**TEXT EXCERPT**
Digitalized mobility primarily needs robust international supply chains for both software and hardware. The flow of goods around the world is highly interconnected, as the semiconductor supply bottlenecks have shown, and this is typical for all technologies. We build several thousand chips into every vehicle every day. Now, we are increasingly relying on direct supply contracts. The supply chain takes on a whole new meaning with the ramp-up of e-mobility. We are signing targeted agreements with our suppliers, for instance, for energy-intensive primary materials like steel or aluminum. Already today, we have contractually agreed with our suppliers that by 2030 we will save around 20 million tons of CO2 in the supply chain alone, compared to 2019. We are very selective about the companies we work with. This could even be an innovative startup if they are the ones developing exactly the right technology we need.
In this way, we're able to significantly improve the transfer of technological innovations into our products, our development, and our production in a targeted, permanent manner. The same applies to our partners' contribution to our climate goals for 2030. The global commitment to climate neutrality is bringing the topic of production back into the public focus. It is, and will remain, one of BMW's greatest strength, something we're able to explore even more during the transformation. I want to put it clearly, cool digitalized products are built in cool digitalized plants. In Shenyang, for example, we will be opening a completely new plant at the Tiexi site this year. Our plant in the Dadong District is also undergoing a comprehensive expansion. We're using this capacity to produce additional BEV models in and for China.

**EXTRACTED RECORDS**
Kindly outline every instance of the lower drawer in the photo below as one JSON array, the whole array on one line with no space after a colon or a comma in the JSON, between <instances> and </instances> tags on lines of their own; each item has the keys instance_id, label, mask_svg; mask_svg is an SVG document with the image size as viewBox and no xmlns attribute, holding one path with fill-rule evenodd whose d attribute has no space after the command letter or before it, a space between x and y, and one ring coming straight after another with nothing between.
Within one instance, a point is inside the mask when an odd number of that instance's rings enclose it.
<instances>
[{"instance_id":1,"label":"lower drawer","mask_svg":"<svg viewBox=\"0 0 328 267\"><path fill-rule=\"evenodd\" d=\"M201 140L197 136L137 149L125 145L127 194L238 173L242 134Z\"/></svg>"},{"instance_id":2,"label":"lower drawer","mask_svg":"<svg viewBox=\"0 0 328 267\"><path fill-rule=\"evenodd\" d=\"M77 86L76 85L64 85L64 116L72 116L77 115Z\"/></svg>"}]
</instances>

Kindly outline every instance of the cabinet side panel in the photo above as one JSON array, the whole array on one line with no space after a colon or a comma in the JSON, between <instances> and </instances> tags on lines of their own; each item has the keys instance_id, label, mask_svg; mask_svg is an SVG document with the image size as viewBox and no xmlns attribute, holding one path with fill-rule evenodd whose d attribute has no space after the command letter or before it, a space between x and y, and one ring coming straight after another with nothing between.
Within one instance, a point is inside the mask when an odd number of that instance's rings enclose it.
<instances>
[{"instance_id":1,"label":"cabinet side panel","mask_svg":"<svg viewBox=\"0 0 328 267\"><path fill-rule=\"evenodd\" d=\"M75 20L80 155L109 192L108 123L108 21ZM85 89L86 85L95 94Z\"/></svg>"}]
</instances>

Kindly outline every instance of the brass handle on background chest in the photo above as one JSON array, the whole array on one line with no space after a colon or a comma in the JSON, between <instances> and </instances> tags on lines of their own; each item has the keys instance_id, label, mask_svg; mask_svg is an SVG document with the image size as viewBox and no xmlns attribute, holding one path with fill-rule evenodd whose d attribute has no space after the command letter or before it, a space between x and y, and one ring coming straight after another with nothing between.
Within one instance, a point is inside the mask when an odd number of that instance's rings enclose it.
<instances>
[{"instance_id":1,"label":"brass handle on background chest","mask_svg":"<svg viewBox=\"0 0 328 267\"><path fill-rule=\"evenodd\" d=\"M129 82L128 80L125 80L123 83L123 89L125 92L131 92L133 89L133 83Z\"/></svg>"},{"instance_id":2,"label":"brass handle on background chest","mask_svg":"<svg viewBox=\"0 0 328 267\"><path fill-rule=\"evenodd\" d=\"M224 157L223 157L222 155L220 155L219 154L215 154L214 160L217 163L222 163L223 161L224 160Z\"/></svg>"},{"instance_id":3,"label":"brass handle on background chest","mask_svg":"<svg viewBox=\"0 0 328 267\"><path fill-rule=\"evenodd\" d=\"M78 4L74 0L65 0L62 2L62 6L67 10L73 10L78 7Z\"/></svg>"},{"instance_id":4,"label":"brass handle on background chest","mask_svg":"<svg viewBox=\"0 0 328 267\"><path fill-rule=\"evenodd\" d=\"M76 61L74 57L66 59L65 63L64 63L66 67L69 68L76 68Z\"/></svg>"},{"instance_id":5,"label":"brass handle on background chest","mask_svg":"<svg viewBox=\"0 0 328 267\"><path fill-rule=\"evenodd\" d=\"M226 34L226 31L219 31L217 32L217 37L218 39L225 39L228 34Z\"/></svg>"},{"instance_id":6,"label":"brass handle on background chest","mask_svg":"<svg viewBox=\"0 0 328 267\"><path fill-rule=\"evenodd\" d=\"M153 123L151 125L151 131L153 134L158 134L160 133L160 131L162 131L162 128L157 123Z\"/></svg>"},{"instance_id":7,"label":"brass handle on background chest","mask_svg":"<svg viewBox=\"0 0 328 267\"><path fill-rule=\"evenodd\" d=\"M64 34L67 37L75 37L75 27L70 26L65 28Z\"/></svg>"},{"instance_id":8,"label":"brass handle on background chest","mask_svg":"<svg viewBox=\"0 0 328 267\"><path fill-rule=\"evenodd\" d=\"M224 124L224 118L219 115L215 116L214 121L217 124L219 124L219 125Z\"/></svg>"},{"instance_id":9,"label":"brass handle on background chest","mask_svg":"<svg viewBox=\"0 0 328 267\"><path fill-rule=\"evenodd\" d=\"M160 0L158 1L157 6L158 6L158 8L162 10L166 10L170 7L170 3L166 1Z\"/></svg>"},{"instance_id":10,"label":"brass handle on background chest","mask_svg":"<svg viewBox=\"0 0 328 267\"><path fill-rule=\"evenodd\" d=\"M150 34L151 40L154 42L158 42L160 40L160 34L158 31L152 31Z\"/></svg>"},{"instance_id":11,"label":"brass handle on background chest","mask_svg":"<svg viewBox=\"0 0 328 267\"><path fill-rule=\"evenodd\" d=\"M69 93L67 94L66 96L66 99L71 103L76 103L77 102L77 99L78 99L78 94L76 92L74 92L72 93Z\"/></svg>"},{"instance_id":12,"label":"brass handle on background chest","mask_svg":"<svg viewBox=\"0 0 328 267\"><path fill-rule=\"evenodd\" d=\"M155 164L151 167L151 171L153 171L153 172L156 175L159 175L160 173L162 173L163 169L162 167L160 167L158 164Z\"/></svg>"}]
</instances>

* * *

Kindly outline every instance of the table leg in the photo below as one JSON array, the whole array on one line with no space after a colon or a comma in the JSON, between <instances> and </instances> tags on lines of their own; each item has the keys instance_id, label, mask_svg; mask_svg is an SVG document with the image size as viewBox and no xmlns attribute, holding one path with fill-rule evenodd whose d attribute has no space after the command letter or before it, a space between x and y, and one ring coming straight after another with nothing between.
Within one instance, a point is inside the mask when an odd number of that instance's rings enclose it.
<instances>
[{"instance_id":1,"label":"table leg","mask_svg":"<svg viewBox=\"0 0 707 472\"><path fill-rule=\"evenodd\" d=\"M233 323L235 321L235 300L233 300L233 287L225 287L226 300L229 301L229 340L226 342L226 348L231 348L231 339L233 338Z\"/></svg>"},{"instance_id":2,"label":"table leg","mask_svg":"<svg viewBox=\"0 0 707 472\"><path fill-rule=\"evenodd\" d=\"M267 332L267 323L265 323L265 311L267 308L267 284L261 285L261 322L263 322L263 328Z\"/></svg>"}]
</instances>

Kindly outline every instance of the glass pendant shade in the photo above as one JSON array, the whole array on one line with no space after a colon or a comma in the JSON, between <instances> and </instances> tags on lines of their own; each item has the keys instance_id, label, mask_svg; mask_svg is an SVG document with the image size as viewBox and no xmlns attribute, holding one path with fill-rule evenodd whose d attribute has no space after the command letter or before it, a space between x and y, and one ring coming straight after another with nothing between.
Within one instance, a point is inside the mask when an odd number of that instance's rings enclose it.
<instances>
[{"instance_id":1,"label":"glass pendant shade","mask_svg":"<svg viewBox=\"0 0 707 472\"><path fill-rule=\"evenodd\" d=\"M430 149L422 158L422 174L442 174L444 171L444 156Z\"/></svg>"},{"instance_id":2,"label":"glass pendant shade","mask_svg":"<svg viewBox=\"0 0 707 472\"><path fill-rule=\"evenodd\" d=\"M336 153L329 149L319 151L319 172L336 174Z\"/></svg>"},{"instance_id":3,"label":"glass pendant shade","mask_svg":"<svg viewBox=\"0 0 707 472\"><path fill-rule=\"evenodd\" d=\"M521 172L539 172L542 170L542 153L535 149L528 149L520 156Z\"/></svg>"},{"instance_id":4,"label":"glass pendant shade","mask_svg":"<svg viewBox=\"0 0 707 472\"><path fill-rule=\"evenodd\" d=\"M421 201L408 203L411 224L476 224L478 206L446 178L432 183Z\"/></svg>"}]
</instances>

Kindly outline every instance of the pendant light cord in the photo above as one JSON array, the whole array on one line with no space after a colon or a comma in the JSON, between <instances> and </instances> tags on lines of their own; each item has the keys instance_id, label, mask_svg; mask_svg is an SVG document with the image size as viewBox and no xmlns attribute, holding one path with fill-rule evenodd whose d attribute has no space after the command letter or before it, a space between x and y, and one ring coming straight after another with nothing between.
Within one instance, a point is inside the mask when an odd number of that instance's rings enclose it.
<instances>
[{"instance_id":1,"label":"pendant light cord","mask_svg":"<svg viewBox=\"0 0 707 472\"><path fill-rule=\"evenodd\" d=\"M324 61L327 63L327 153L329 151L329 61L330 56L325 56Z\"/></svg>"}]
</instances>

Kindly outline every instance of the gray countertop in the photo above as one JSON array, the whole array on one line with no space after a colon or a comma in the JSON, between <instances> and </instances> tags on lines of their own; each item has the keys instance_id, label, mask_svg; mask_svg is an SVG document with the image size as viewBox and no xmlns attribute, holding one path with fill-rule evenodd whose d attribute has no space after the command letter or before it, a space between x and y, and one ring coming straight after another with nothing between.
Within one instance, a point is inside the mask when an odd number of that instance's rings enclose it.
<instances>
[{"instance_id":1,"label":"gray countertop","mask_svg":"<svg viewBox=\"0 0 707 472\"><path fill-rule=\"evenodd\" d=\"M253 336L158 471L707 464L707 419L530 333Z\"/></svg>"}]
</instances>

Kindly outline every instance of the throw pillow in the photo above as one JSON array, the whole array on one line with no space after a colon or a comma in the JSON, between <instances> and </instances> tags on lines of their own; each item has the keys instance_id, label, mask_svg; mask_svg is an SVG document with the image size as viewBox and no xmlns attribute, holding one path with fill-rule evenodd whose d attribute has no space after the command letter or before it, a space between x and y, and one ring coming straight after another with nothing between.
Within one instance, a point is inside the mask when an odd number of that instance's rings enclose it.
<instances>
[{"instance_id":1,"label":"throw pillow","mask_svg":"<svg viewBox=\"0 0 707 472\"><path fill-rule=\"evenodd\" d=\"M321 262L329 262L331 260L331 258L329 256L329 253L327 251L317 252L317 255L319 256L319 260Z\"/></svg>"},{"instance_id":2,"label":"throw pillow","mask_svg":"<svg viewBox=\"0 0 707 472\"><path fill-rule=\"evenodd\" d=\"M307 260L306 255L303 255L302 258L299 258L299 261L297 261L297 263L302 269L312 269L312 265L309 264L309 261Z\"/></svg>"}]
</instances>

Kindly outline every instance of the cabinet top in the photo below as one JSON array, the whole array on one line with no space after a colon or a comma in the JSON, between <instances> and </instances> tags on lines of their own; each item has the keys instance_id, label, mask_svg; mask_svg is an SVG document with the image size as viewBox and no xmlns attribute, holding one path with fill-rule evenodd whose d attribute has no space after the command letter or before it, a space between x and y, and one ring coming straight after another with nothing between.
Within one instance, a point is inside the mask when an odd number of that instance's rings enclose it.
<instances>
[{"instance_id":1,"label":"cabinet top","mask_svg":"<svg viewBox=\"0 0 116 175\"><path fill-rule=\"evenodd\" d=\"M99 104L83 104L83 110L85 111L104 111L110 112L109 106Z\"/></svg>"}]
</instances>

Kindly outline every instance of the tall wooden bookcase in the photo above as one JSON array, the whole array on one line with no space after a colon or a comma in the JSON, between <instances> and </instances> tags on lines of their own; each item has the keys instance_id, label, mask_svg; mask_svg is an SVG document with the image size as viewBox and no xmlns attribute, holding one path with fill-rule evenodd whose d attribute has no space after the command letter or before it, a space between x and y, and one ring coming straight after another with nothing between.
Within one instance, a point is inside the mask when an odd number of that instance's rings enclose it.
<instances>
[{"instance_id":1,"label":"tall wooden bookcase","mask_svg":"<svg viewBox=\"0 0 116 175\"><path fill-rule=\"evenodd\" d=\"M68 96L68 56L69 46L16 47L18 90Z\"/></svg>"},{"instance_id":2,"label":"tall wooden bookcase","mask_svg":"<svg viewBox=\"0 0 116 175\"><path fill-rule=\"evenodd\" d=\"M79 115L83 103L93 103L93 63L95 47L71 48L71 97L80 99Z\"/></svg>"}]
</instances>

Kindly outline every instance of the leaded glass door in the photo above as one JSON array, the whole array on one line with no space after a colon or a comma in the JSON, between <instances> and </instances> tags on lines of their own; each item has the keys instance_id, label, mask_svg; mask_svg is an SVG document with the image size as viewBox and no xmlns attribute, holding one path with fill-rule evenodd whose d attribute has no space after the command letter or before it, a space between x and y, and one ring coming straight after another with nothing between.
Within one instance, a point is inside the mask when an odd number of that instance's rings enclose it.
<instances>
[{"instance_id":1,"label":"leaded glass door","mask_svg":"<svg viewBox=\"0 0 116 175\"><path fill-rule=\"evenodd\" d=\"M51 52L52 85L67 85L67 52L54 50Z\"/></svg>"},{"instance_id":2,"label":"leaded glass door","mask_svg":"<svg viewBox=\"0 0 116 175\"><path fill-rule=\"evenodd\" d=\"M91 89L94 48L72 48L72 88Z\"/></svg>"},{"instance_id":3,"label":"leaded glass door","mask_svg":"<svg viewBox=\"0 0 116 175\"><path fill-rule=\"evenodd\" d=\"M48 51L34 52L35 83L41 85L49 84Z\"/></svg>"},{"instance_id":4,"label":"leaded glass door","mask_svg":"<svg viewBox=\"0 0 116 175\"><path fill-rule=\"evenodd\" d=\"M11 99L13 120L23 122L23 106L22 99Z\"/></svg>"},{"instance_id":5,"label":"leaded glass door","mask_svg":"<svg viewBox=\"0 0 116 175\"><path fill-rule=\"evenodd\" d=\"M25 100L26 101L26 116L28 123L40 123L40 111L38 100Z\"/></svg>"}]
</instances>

**PROBLEMS AND TASKS**
**A.** For the excerpt on BMW's supply chains and production, say yes or no for each statement, and quote the deciding words of the text.
(i) The company has agreed with suppliers to save around 20 million tons of CO2 in the supply chain by 2030, compared to 2019.
(ii) A completely new plant will open in the Dadong District this year.
(iii) The company will not work with startups.
**B.** Answer these questions from the excerpt on BMW's supply chains and production.
(i) Which energy-intensive primary materials are named as subjects of targeted supplier agreements?
(ii) In which city is the Tiexi site?
(iii) What will the added plant capacity be used to produce, and for which market?
The data has no connection to the text.

**FULL SOLUTIONS**
**A.**
(i) Yes: "Already today, we have contractually agreed with our suppliers that by 2030 we will save around 20 million tons of CO2 in the supply chain alone, compared to 2019."
(ii) No: "In Shenyang, for example, we will be opening a completely new plant at the Tiexi site this year. Our plant in the Dadong District is also undergoing a comprehensive expansion."
(iii) No: "This could even be an innovative startup if they are the ones developing exactly the right technology we need."

**B.**
(i) Steel and aluminum.
(ii) Shenyang.
(iii) Additional BEV models, produced in and for China.